- Selected passage:
----

There’s one scene from this season of “Euphoria” that sticks in my mind, and, somehow, it includes not even one close-up of a penis. It’s a conversation from the third and best episode, “Made You Look,” between Rue (Zendaya), the show’s emotionally and chemically unsteady narrator, and Jules (Hunter Schaefer), her closest companion and aspirational love interest.

Jules, who is transgender, is giddy over having made a date to meet Tyler, a boy from another high school whom she met on a gay dating app. Rue, lying next to her crush on a sunny stretch of grass, can’t quite process this information platonically, and instead bluntly questions the location of the proposed rendezvous — a lake on the edge of town.

Jules, accusing Rue of watching “way too much ‘Dateline,’” explains that Tyler’s mother is “super conservative,” and that he can’t risk being seen with a trans girl in public. But Rue isn’t having it.

RUE: Honestly, Jules, I don’t really care about the situation, because it just doesn’t seem safe.

JULES: I’ve been in situations that are way less safe.

RUE: OK, but that’s not really the point, right? The point is it’s dangerous.

JULES: Rue, this is the difference between, like, you and me. Like, I don’t always get the privilege of meeting people in front of a (expletive) audience or something.

----

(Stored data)
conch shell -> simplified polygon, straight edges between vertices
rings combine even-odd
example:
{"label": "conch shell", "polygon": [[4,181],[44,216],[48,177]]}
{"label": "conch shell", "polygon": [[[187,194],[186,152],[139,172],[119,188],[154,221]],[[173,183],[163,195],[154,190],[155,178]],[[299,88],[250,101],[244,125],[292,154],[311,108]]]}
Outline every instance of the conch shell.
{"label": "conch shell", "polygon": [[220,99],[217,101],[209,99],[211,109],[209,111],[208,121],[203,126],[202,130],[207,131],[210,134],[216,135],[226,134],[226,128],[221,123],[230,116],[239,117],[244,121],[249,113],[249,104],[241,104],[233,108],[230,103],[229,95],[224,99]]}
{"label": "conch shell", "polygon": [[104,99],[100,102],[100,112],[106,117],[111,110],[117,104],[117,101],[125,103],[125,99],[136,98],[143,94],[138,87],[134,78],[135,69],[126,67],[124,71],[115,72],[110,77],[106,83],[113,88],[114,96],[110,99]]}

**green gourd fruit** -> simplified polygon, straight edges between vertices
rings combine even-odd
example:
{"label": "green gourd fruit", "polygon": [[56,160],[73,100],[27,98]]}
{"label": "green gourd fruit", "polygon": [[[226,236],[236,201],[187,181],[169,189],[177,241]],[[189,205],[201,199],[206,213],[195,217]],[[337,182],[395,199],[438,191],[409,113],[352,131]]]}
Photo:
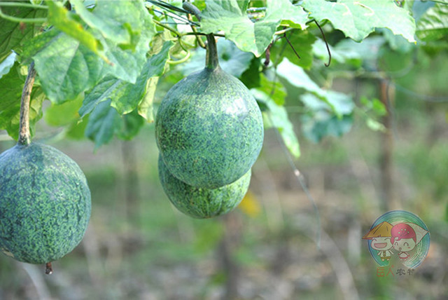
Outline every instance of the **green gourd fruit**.
{"label": "green gourd fruit", "polygon": [[178,210],[194,218],[206,219],[238,206],[248,189],[251,170],[230,184],[217,189],[197,188],[174,177],[159,156],[159,177],[168,198]]}
{"label": "green gourd fruit", "polygon": [[216,189],[251,169],[262,146],[263,123],[250,91],[219,67],[214,37],[207,41],[206,67],[162,100],[155,136],[170,173],[187,184]]}
{"label": "green gourd fruit", "polygon": [[62,152],[31,142],[0,154],[0,250],[5,254],[31,264],[62,257],[83,238],[90,210],[85,177]]}

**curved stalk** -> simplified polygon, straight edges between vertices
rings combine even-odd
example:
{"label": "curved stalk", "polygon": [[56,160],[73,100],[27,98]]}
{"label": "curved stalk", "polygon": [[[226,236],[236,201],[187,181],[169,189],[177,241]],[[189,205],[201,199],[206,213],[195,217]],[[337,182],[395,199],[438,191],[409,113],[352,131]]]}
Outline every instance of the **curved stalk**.
{"label": "curved stalk", "polygon": [[216,41],[213,34],[207,34],[207,52],[205,55],[205,67],[214,70],[219,67]]}
{"label": "curved stalk", "polygon": [[28,76],[25,80],[25,84],[22,91],[20,99],[20,120],[19,124],[19,140],[20,145],[28,145],[31,143],[31,134],[29,133],[29,102],[31,100],[31,91],[36,78],[34,62],[32,62],[28,69]]}

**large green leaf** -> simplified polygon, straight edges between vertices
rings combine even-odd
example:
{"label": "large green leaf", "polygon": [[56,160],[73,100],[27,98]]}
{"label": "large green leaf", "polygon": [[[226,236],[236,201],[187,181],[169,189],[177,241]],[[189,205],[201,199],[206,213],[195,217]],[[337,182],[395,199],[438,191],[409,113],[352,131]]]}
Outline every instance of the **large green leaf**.
{"label": "large green leaf", "polygon": [[[48,43],[37,48],[47,37]],[[75,99],[101,78],[104,60],[75,39],[53,29],[37,36],[36,43],[33,41],[29,45],[36,53],[29,49],[26,53],[33,55],[42,88],[52,102]]]}
{"label": "large green leaf", "polygon": [[113,76],[104,77],[85,96],[79,110],[81,117],[90,113],[100,102],[111,100],[111,106],[120,114],[134,110],[143,100],[146,92],[146,83],[153,76],[160,76],[164,71],[172,41],[166,41],[160,52],[147,60],[134,84],[118,79]]}
{"label": "large green leaf", "polygon": [[423,41],[435,41],[448,35],[448,1],[438,3],[419,19],[416,34]]}
{"label": "large green leaf", "polygon": [[246,13],[248,0],[207,0],[202,13],[201,30],[213,33],[223,30],[225,37],[243,51],[260,56],[272,41],[282,20],[304,29],[308,15],[289,0],[267,0],[265,18],[252,22]]}
{"label": "large green leaf", "polygon": [[[0,79],[0,129],[6,130],[15,139],[19,135],[20,117],[20,98],[24,84],[25,76],[20,74],[18,62],[10,69],[9,73]],[[42,117],[42,102],[45,95],[38,86],[34,86],[31,94],[29,104],[29,126],[34,135],[34,124]]]}
{"label": "large green leaf", "polygon": [[[29,19],[44,18],[47,14],[44,9],[18,6],[2,6],[1,11],[13,17]],[[40,27],[39,24],[19,23],[0,18],[0,62],[9,55],[11,50],[20,53],[23,43],[32,39]]]}
{"label": "large green leaf", "polygon": [[[337,118],[351,114],[354,104],[351,96],[334,90],[322,89],[309,78],[303,69],[291,63],[287,58],[285,57],[279,64],[277,73],[292,85],[309,92],[309,97],[312,96],[315,101],[323,102],[321,105],[328,107]],[[300,96],[302,101],[304,97],[306,96]],[[304,99],[304,101],[307,100]]]}
{"label": "large green leaf", "polygon": [[286,36],[292,46],[286,38],[275,43],[271,48],[271,60],[275,63],[279,58],[286,57],[291,62],[309,69],[313,63],[313,43],[316,39],[314,34],[309,31],[294,30]]}
{"label": "large green leaf", "polygon": [[286,109],[276,104],[269,95],[258,89],[251,89],[251,93],[259,102],[262,103],[262,111],[265,128],[276,128],[290,154],[295,158],[300,156],[299,142],[294,132],[293,124],[288,118]]}
{"label": "large green leaf", "polygon": [[[220,66],[224,71],[235,77],[239,77],[246,71],[253,57],[252,53],[241,51],[234,43],[225,39],[219,39],[216,42],[216,47]],[[195,51],[192,57],[188,60],[188,62],[183,64],[182,72],[185,75],[188,75],[204,69],[205,52],[202,48]]]}
{"label": "large green leaf", "polygon": [[139,36],[145,30],[147,11],[143,1],[97,0],[93,11],[88,10],[80,0],[70,0],[76,13],[90,28],[98,30],[106,39],[122,48],[134,48]]}
{"label": "large green leaf", "polygon": [[144,123],[145,119],[136,109],[120,116],[111,106],[111,100],[106,100],[99,103],[89,116],[85,134],[94,142],[97,149],[115,135],[122,139],[132,139]]}
{"label": "large green leaf", "polygon": [[25,57],[32,57],[42,88],[55,103],[76,98],[92,88],[107,74],[135,83],[146,60],[149,41],[155,34],[150,18],[144,19],[148,29],[142,32],[135,50],[122,49],[98,36],[112,64],[107,64],[80,42],[63,32],[50,30],[26,44]]}
{"label": "large green leaf", "polygon": [[346,36],[361,41],[375,28],[386,27],[414,42],[415,21],[392,0],[304,0],[303,7],[318,22],[328,20]]}
{"label": "large green leaf", "polygon": [[91,32],[87,31],[82,24],[74,20],[73,14],[64,6],[62,3],[52,0],[47,0],[46,3],[48,6],[48,22],[50,24],[78,41],[81,45],[107,61],[107,58],[102,51],[102,45]]}
{"label": "large green leaf", "polygon": [[52,104],[46,109],[43,118],[52,126],[66,126],[77,123],[80,118],[78,111],[82,104],[82,97],[62,104]]}

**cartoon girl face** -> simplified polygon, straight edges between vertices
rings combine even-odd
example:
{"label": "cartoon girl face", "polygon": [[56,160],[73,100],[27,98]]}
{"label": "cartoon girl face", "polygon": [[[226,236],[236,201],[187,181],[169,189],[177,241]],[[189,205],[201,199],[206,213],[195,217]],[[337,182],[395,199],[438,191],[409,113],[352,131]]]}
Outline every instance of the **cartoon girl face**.
{"label": "cartoon girl face", "polygon": [[373,238],[372,243],[370,243],[372,247],[375,250],[387,250],[392,247],[392,243],[391,243],[390,236],[379,236],[377,238]]}
{"label": "cartoon girl face", "polygon": [[399,223],[392,227],[391,242],[393,249],[402,252],[407,252],[415,247],[416,235],[412,227],[405,223]]}

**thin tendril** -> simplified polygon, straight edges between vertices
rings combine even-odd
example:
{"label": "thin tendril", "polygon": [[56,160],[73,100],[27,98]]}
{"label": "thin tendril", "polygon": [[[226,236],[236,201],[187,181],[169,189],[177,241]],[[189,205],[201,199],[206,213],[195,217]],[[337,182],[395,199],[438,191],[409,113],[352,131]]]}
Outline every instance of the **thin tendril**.
{"label": "thin tendril", "polygon": [[327,47],[327,51],[328,52],[328,62],[324,64],[326,67],[329,67],[331,63],[331,51],[330,51],[330,46],[328,46],[328,43],[327,42],[327,39],[325,37],[325,34],[323,33],[323,30],[322,30],[322,27],[321,27],[321,25],[319,25],[319,23],[318,23],[316,20],[314,20],[314,22],[321,31],[322,37],[323,38],[323,41],[325,41],[325,46]]}
{"label": "thin tendril", "polygon": [[[272,124],[273,124],[272,119],[272,117],[271,117],[271,114],[270,112],[267,113],[267,117],[269,118],[270,122]],[[286,156],[286,158],[288,158],[288,162],[289,163],[290,166],[293,169],[293,171],[294,172],[294,176],[295,176],[295,178],[297,179],[299,184],[302,187],[302,189],[305,193],[305,195],[307,196],[307,198],[308,198],[308,200],[309,200],[309,202],[311,203],[311,204],[312,204],[312,205],[313,207],[313,210],[314,211],[314,214],[316,214],[316,244],[317,249],[320,249],[321,248],[321,214],[319,214],[318,208],[317,207],[317,205],[316,204],[316,201],[314,201],[314,198],[311,195],[311,193],[309,193],[309,190],[308,189],[308,187],[307,186],[307,184],[305,183],[305,182],[304,180],[303,175],[302,175],[300,171],[299,171],[299,169],[295,166],[295,163],[294,163],[294,161],[293,160],[293,158],[291,157],[291,155],[289,153],[289,151],[286,148],[286,146],[285,146],[284,142],[283,142],[283,139],[282,139],[281,136],[280,135],[280,132],[279,131],[279,129],[275,126],[274,126],[274,127],[275,128],[275,134],[276,134],[276,136],[277,139],[279,141],[279,143],[281,146],[281,149],[284,151],[284,152],[285,153],[285,155]]]}

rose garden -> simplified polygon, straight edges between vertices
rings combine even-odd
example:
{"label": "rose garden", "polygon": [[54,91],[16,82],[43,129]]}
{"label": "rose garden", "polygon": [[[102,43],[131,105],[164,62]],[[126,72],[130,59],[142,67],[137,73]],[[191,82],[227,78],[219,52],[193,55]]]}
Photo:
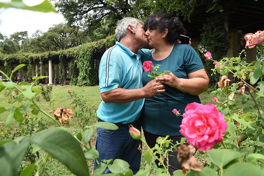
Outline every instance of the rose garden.
{"label": "rose garden", "polygon": [[[48,6],[37,11],[55,10],[44,2]],[[5,4],[0,5],[21,7]],[[58,51],[0,53],[0,175],[169,176],[169,153],[174,151],[182,169],[174,176],[264,175],[264,30],[251,32],[241,32],[239,52],[234,49],[237,41],[230,42],[236,55],[227,50],[220,58],[217,45],[214,49],[195,47],[212,83],[199,95],[201,104],[171,110],[175,119],[182,119],[180,142],[174,145],[168,136],[160,137],[151,148],[143,130],[130,127],[131,137],[142,142],[135,175],[124,160],[99,163],[94,147],[97,128],[119,129],[98,122],[102,100],[95,85],[99,58],[114,45],[115,35]],[[239,38],[234,33],[229,37]],[[255,50],[255,59],[250,49]],[[154,79],[170,72],[160,70],[160,66],[147,61],[142,68]],[[31,80],[23,80],[28,73]],[[14,81],[15,75],[19,81]],[[111,173],[104,173],[107,168]]]}

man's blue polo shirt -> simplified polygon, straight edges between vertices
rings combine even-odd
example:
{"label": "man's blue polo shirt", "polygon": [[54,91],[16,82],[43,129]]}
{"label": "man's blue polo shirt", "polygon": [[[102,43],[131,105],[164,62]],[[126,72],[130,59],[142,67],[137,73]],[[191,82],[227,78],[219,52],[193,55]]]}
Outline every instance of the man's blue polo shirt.
{"label": "man's blue polo shirt", "polygon": [[[119,42],[104,54],[99,66],[99,87],[101,93],[118,88],[132,89],[143,87],[141,56],[144,50],[137,54]],[[102,101],[97,111],[101,120],[112,123],[131,123],[138,119],[144,99],[124,103]]]}

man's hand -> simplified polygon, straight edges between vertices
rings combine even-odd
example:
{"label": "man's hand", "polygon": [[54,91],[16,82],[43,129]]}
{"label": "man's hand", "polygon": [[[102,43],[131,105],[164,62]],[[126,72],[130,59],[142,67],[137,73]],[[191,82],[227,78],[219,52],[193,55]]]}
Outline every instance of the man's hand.
{"label": "man's hand", "polygon": [[172,87],[176,87],[179,81],[179,78],[171,73],[157,76],[155,80],[157,82],[166,84]]}
{"label": "man's hand", "polygon": [[146,98],[152,97],[165,92],[165,86],[162,83],[153,80],[149,81],[142,88]]}

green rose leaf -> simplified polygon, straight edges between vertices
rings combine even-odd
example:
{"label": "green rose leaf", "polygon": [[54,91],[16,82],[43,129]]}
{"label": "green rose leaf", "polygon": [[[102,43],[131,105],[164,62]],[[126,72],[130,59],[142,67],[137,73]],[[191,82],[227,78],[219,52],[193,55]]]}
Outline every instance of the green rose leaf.
{"label": "green rose leaf", "polygon": [[237,138],[237,136],[235,135],[235,132],[236,131],[237,129],[234,123],[228,121],[227,123],[227,129],[226,131],[231,135],[231,139],[233,141]]}
{"label": "green rose leaf", "polygon": [[119,129],[115,124],[106,122],[99,122],[94,124],[94,126],[111,130],[116,130]]}
{"label": "green rose leaf", "polygon": [[264,171],[251,163],[237,163],[232,165],[227,168],[224,174],[224,176],[263,175]]}
{"label": "green rose leaf", "polygon": [[247,122],[244,119],[240,119],[238,117],[238,115],[236,114],[234,114],[231,117],[240,124],[245,125],[253,129],[255,129],[251,126],[251,123],[250,122]]}
{"label": "green rose leaf", "polygon": [[4,171],[5,175],[17,175],[18,170],[30,141],[29,139],[26,138],[19,144],[8,142],[0,147],[0,170]]}
{"label": "green rose leaf", "polygon": [[87,143],[90,141],[91,138],[94,135],[94,129],[92,127],[85,130],[83,132],[82,135],[82,140],[85,143]]}
{"label": "green rose leaf", "polygon": [[260,153],[251,153],[246,156],[246,160],[252,163],[257,160],[264,163],[264,155]]}
{"label": "green rose leaf", "polygon": [[36,167],[37,165],[33,164],[30,165],[22,171],[19,176],[31,176]]}
{"label": "green rose leaf", "polygon": [[212,162],[219,168],[243,156],[241,153],[229,149],[212,149],[207,151]]}
{"label": "green rose leaf", "polygon": [[44,129],[35,133],[31,138],[33,143],[62,163],[73,173],[89,175],[80,143],[67,131],[57,128]]}
{"label": "green rose leaf", "polygon": [[104,170],[106,169],[107,165],[103,163],[100,163],[96,166],[92,176],[100,176],[104,173]]}
{"label": "green rose leaf", "polygon": [[87,150],[84,153],[84,156],[86,159],[88,160],[94,160],[99,159],[99,154],[98,151],[94,148]]}
{"label": "green rose leaf", "polygon": [[[129,164],[126,161],[120,159],[116,159],[112,164],[108,165],[108,168],[112,173],[133,175],[133,172],[129,169]],[[128,173],[131,174],[127,175]]]}
{"label": "green rose leaf", "polygon": [[[187,172],[186,175],[186,176],[217,176],[216,172],[209,168],[203,168],[203,169],[204,172],[192,170],[191,172]],[[174,176],[174,175],[173,175]],[[175,175],[175,176],[176,175]]]}

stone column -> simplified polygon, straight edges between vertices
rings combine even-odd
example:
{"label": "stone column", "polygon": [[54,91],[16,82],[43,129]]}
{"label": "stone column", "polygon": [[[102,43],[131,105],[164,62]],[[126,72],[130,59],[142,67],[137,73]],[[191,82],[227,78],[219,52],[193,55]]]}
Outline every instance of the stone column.
{"label": "stone column", "polygon": [[52,83],[52,62],[49,60],[49,84]]}
{"label": "stone column", "polygon": [[59,64],[54,64],[54,80],[55,80],[55,78],[56,78],[56,81],[54,81],[54,84],[59,82]]}
{"label": "stone column", "polygon": [[38,76],[39,75],[38,75],[38,70],[39,69],[39,67],[38,66],[38,63],[36,63],[36,66],[35,66],[35,71],[36,71],[36,76]]}
{"label": "stone column", "polygon": [[21,70],[21,69],[18,69],[18,76],[17,78],[17,81],[18,82],[21,82],[21,81],[22,80],[22,70]]}
{"label": "stone column", "polygon": [[43,66],[42,65],[40,65],[40,76],[44,76],[44,70],[43,69]]}
{"label": "stone column", "polygon": [[32,77],[33,77],[33,76],[35,76],[35,70],[36,69],[35,68],[35,64],[34,63],[33,63],[32,64]]}
{"label": "stone column", "polygon": [[72,67],[70,63],[69,64],[69,77],[70,79],[72,74]]}
{"label": "stone column", "polygon": [[[230,43],[230,48],[227,51],[227,57],[236,57],[238,56],[238,33],[237,30],[231,29],[229,30],[229,42]],[[229,73],[226,76],[230,80],[233,81],[233,74],[231,73]]]}
{"label": "stone column", "polygon": [[[46,69],[46,70],[48,70],[49,66],[48,64],[45,64],[45,67],[47,69]],[[49,75],[48,74],[48,71],[46,71],[46,72],[45,73],[45,76],[48,76]],[[46,78],[45,79],[45,83],[46,84],[49,83],[49,78],[48,77]]]}

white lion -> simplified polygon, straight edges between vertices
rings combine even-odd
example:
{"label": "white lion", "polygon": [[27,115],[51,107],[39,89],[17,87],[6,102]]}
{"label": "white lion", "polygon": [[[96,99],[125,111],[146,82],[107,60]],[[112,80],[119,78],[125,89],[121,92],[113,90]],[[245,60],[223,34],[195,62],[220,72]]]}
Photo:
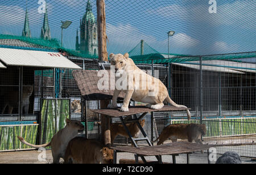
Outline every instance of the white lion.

----

- What this exercise asks:
1. Return the passage on the "Euphoria" scene above word for word, from "JULES: Rue, this" to "audience or something.".
2. Carry the passage on Rue and Jules's conversation in "Euphoria" further, starting after its last sentence.

- Results for each task:
1.
JULES: Rue, this is the difference between, like, you and me. Like, I don’t always get the privilege of meeting people in front of a (expletive) audience or something.

2.
On the subject of how people forge intimacy online, Jules’ observation — that what might seem like reckless or desperate behavior to some is merely the cost of living for others — is the show at its disarming best. “Euphoria,” which features a now famous defense of nude selfies as “the currency of love,” has a natural champion in Jules, who believes in the internet, for all its perils, as a force for good in her life.

But the vision of the web actually presented by the show over the course of the first season, which ends Sunday, is much darker. Last Sunday’s episode was the latest to suggest that, where teen internet usage is concerned, “Euphoria” more closely resembles the paranoid vision that Jules ascribes to Rue — a Very Special Episode of network news.

Take the storyline of Kat (Barbie Ferreira), a fellow student at the high school and one of the show’s strongest characters. Kat, like Jules, occupies an outer ring of her known social universe, having been bullied because of her weight from the time she was 11. Also like Jules, she turns to the internet — first as a writer of Tumblr fan fiction, then, after a sexual awakening, as a cam girl with a roster of submissive patrons — seeking the feelings of acceptance and self-confidence that haven’t been readily available to her elsewhere.

On “Euphoria,” the characters’ digital and physical lives are constantly swirling around one another, usually in a downward spiral that ends in alienation and self-loathing. When we first see Rue using a cellphone, she’s staring at a direct message from a person who has threatened to rape her. Cassie, the character who inspired the rant about nude selfies, has spent virtually the entire season in tears over hers.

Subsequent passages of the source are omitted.